Top of DATASET CONTENT
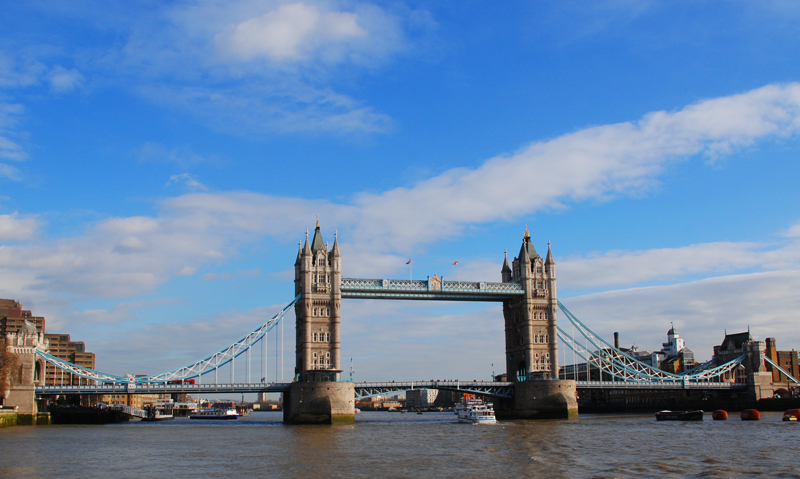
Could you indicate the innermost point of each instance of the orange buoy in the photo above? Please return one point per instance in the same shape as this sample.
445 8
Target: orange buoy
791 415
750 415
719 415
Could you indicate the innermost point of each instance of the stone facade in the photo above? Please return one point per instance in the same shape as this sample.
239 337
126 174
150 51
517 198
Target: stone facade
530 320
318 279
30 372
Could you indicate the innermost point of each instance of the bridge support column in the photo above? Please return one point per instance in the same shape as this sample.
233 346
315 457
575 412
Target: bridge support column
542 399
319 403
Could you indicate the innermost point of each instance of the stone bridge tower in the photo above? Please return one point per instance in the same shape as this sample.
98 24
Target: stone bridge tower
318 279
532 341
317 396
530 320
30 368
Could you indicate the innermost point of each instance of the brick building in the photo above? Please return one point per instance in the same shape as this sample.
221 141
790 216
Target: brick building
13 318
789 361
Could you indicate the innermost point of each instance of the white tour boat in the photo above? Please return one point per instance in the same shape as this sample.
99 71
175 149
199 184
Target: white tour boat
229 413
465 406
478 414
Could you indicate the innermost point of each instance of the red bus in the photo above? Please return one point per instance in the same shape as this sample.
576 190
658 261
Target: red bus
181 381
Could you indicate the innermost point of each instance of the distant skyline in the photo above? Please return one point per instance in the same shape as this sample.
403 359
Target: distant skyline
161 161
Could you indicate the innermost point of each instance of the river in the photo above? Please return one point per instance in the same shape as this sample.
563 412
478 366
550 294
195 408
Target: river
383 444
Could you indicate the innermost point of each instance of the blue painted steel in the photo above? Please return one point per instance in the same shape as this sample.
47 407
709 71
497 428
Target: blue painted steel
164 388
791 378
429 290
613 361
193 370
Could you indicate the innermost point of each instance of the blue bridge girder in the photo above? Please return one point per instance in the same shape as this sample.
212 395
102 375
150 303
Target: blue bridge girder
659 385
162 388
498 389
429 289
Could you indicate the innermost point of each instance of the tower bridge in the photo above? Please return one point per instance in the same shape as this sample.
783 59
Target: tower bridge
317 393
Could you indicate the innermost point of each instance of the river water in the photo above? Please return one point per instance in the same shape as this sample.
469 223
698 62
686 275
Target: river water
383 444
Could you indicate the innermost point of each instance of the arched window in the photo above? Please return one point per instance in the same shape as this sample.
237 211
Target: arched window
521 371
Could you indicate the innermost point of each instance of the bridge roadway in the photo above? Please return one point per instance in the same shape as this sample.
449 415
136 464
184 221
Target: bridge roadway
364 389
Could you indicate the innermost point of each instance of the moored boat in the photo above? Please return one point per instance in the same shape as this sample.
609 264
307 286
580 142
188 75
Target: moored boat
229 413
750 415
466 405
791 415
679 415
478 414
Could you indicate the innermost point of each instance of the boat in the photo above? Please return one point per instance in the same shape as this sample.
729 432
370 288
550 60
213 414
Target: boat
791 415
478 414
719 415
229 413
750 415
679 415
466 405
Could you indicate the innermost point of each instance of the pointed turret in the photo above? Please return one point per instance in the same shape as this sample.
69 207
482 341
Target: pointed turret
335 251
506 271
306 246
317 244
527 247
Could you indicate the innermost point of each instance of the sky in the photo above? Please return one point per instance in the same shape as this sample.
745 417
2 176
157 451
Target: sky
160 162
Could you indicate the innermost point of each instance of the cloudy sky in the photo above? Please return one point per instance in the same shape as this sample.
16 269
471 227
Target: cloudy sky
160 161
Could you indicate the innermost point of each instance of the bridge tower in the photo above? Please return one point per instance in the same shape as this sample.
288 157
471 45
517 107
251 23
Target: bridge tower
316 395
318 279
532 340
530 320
Bottom of DATASET CONTENT
Top of DATASET CONTENT
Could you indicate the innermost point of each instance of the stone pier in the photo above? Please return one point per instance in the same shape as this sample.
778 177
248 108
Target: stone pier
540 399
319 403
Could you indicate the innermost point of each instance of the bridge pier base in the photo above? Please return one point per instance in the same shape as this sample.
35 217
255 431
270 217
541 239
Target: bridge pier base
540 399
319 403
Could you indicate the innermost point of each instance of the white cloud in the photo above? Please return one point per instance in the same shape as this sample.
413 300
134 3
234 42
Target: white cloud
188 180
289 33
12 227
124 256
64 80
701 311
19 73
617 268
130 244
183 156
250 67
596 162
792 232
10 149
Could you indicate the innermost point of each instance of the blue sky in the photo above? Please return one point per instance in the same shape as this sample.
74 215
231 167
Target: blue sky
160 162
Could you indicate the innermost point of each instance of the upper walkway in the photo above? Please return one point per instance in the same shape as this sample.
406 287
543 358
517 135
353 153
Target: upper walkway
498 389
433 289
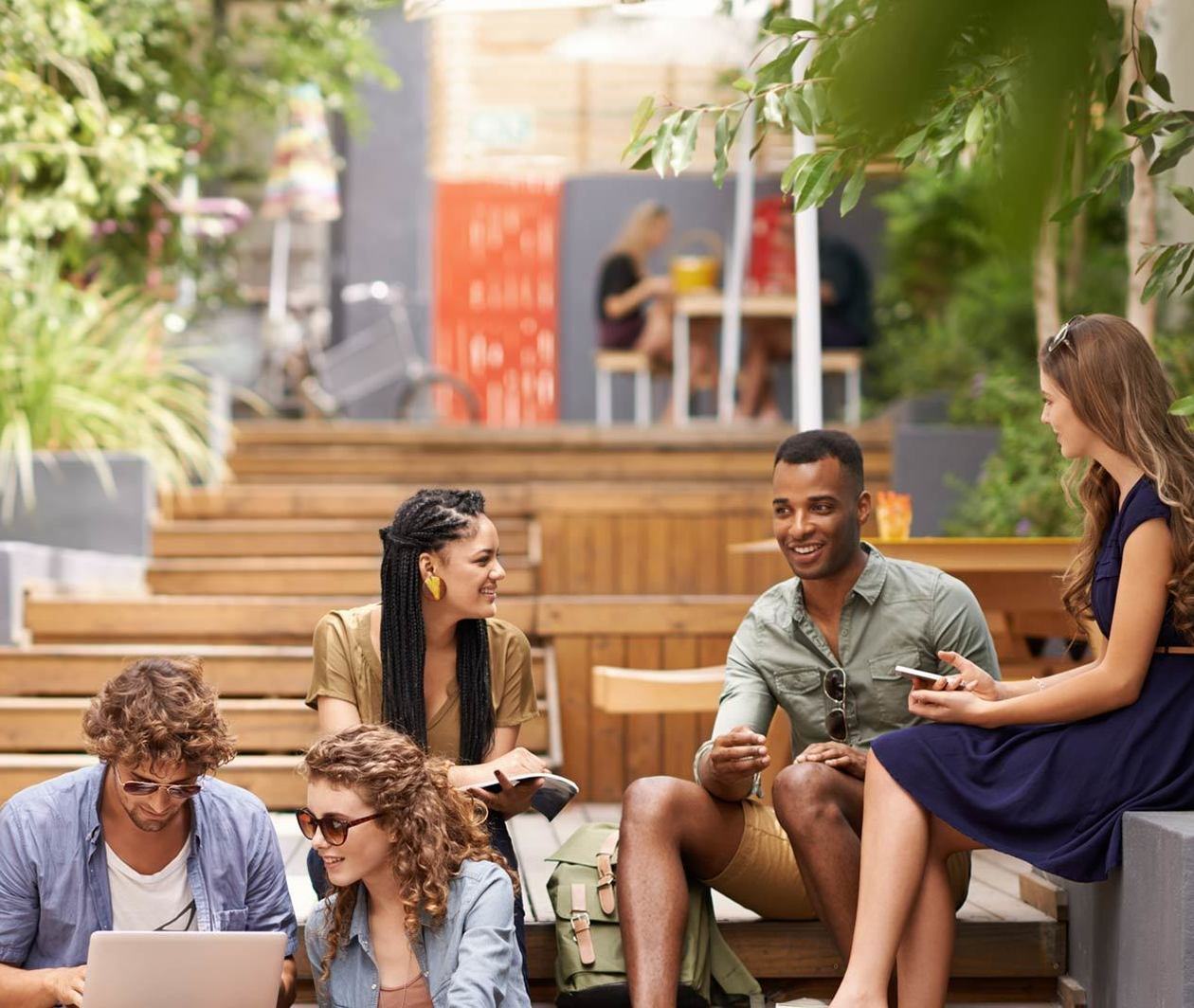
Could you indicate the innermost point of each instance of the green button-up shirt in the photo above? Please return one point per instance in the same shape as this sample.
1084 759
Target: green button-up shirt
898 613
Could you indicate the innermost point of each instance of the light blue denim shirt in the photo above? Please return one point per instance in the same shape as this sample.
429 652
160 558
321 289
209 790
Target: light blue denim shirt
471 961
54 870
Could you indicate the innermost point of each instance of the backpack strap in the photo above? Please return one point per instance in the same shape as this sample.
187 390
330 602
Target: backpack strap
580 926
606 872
Bottom of DATASET CONTENT
* PROBLEM STATEMENT: From the entries above, return exactly the line containing "of the orange", the line containing "of the distant", and all lines between, and nothing else.

* ANSWER SECTION:
Could you indicate the innermost point of each instance of the orange buoy in the photo above? Please return one point per instance in the same shape as this sample.
445 8
Target: orange buoy
791 415
750 415
719 415
Could you indicate the innermost point of each instance of the stone facade in the photo above? Please return one point per instance in the same shape as this sample.
239 337
126 174
150 51
517 198
Target: stone facade
530 320
318 279
30 372
Could you indicate the innermost point of each instance of the bridge support column in the photo above? Please return one point per instance in the same shape as this sample.
233 346
315 457
575 412
Target: bridge support column
542 399
319 403
Could you indicate the innermost point of each instance of the stone bridge tower in the photo above? Please return one point per instance in the same shape as this sample.
98 24
Target: stone bridge tower
318 279
532 341
317 396
530 320
30 368
Could you indicate the innermost point of each instance of the brick building in the photo above? Please return one point per instance in the same shape as this sample.
221 141
790 216
Target: brick building
13 318
789 361
Could you indicate the innermost point of each instance of the white tour boat in the photo above? Please return one point per instance in the same shape as this sample.
99 71
175 149
199 184
Target: white tour boat
229 413
465 406
478 414
Could you indicate the innermost point of each instance of the red bus in the photo above? Please return one point per instance in the same shape as this sample.
576 190
658 261
Target: red bus
181 381
Could you indicate the innermost point of each instance of the distant skyline in the photo above? Please return one point per instance in the same shape as this sample.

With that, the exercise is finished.